**Required work**
Locate every line in the records that contains the string "negative" and copy each one out in full. Case counts.

**Source records**
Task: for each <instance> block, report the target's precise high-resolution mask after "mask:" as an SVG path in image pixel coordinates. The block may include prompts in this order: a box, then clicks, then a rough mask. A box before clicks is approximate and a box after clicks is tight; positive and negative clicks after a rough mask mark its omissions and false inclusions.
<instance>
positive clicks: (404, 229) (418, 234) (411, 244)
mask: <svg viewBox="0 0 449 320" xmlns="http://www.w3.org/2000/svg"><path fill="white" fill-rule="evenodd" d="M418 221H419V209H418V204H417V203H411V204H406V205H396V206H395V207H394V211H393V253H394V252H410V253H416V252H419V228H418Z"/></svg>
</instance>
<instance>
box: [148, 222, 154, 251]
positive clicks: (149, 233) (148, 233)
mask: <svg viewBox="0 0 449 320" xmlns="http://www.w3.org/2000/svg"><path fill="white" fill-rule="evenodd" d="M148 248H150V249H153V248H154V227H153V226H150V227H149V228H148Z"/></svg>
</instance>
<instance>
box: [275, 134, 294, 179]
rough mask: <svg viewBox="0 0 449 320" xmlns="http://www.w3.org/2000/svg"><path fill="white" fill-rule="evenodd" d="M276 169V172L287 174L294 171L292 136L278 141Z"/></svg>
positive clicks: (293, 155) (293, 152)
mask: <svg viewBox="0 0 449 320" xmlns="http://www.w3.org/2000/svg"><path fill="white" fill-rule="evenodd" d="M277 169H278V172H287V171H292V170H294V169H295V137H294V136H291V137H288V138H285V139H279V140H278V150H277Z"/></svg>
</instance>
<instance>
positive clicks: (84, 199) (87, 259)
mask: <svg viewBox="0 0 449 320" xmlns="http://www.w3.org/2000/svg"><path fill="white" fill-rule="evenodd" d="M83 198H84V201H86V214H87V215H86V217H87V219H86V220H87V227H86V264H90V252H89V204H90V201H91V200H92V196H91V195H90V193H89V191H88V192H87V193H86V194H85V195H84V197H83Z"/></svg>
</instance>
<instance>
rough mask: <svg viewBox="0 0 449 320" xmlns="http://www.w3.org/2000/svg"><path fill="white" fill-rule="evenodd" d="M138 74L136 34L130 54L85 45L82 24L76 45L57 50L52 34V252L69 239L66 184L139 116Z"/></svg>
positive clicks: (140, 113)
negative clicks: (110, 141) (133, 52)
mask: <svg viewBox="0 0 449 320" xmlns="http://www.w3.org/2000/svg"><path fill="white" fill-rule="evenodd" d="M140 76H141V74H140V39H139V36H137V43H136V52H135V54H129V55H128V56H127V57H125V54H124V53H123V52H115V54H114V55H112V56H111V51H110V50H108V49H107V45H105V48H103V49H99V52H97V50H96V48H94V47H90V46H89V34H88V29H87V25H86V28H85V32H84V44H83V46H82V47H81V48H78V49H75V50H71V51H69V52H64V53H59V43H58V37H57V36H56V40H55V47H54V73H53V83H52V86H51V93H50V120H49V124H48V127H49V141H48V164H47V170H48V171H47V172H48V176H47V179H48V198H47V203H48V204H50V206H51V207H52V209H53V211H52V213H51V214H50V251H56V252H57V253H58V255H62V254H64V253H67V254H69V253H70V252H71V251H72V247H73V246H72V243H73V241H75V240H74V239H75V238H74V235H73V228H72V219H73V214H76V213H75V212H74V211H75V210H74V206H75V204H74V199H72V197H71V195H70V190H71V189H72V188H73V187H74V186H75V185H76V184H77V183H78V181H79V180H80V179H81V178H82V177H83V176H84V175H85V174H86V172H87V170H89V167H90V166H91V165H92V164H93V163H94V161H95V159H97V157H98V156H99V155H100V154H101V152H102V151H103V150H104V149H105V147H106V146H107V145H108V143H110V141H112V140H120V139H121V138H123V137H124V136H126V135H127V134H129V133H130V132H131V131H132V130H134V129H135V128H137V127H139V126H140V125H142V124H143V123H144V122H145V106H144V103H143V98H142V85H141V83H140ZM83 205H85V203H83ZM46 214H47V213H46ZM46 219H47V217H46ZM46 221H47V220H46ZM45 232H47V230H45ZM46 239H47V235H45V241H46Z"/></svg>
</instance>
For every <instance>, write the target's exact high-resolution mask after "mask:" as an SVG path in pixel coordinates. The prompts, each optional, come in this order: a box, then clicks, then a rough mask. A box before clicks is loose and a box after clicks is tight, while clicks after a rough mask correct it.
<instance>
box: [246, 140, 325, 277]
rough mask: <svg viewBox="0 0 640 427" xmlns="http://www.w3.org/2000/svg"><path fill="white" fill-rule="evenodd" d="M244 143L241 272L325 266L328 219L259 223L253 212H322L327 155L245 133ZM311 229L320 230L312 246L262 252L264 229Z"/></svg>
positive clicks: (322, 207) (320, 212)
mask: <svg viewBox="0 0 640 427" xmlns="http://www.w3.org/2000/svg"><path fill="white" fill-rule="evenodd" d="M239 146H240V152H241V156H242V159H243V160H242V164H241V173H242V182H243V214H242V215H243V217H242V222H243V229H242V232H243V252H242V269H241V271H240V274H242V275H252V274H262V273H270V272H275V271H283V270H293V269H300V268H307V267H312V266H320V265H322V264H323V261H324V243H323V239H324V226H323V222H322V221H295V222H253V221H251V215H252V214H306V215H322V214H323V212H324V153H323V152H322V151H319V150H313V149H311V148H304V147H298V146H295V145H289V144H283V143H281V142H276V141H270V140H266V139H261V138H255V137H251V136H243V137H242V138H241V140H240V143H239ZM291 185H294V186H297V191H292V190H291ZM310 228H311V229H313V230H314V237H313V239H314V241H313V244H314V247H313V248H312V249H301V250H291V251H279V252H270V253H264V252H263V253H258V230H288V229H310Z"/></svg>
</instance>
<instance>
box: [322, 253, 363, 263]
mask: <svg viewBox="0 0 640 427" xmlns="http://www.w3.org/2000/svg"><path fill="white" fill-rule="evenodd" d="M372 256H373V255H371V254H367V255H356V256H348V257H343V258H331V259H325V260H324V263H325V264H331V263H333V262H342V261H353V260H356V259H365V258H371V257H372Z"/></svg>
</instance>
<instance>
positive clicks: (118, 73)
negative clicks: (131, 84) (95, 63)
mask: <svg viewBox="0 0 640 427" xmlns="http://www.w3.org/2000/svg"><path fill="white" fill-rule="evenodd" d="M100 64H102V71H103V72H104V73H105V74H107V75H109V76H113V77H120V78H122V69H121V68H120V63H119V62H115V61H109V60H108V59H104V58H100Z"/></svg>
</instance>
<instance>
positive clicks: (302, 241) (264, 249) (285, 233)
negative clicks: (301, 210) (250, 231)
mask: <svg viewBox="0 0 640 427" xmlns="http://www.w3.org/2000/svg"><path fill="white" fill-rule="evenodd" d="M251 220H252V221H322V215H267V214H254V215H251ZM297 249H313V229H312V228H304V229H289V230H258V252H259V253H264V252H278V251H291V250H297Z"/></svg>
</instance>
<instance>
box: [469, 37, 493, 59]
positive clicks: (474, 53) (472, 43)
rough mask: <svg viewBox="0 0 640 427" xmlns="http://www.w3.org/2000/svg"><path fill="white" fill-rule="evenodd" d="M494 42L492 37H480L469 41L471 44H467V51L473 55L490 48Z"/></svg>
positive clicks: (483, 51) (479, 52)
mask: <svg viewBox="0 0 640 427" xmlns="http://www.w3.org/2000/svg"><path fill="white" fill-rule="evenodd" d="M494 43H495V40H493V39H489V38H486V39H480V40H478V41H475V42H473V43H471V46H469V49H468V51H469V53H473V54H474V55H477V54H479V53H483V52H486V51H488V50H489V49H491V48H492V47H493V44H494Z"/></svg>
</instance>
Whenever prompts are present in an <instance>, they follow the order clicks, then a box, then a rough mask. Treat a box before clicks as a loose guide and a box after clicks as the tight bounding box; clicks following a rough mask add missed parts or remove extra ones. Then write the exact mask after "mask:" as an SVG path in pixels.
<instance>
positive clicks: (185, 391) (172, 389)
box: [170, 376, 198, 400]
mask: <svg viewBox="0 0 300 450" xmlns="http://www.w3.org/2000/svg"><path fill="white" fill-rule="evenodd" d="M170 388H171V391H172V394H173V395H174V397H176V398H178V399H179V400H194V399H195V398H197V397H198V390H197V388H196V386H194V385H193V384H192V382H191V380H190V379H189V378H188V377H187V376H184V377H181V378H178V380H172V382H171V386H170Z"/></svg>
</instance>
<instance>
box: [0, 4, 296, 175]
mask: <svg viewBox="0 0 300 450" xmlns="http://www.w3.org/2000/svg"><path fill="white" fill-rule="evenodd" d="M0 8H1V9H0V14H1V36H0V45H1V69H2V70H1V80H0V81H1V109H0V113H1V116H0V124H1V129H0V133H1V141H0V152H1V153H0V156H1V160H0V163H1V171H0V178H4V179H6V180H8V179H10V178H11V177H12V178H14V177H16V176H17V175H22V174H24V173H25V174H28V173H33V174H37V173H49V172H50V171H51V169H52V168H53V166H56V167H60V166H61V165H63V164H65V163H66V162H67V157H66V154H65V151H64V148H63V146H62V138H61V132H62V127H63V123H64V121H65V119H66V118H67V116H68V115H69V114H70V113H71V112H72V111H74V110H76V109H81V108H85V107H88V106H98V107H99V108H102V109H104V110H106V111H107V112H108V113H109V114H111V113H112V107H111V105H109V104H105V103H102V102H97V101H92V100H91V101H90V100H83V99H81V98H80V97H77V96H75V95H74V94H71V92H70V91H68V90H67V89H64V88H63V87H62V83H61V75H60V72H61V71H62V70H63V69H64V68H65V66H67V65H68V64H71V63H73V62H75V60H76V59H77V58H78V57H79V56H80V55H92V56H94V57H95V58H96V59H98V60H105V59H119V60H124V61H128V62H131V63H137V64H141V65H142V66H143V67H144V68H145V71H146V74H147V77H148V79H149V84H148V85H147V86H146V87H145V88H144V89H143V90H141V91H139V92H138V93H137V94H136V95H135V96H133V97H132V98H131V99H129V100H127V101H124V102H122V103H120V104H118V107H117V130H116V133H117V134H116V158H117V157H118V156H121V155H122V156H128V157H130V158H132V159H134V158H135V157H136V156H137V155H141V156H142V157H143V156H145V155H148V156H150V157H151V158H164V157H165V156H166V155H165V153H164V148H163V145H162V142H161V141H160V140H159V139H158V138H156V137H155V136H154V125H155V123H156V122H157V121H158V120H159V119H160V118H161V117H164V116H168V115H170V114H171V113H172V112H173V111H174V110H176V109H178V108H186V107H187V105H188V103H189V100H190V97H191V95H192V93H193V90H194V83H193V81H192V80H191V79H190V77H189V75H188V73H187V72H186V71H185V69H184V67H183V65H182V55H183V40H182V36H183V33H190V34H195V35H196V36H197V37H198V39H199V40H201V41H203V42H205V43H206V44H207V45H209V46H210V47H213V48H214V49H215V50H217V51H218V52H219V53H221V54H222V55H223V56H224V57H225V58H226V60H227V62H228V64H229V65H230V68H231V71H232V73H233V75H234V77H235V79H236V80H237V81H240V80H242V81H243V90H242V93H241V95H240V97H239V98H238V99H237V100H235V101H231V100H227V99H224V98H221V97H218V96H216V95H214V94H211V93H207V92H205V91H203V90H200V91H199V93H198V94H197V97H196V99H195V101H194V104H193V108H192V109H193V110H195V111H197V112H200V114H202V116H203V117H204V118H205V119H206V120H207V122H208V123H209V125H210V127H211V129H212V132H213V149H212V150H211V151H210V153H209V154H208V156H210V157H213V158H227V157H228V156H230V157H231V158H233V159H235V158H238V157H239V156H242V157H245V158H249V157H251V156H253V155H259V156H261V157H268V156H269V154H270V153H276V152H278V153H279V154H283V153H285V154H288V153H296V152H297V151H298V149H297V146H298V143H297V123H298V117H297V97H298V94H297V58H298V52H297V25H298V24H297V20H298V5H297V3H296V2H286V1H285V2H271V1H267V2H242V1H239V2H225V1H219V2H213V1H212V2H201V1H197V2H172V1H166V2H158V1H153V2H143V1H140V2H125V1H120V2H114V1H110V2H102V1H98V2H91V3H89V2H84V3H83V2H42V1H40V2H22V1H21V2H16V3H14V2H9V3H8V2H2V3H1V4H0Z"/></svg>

**Problem solution**
Task: for each <instance> block, report the target's precise high-resolution mask after "mask:" as an SVG path in image pixel coordinates. The block may include prompts in this order: a box, then clicks, then a rough mask. A box before clicks is approximate and a box after clicks is tight; positive and negative clicks after a rough mask mark its omissions and false inclusions.
negative clicks: (110, 141) (133, 52)
negative clicks: (131, 84) (95, 63)
negative clicks: (301, 210) (250, 231)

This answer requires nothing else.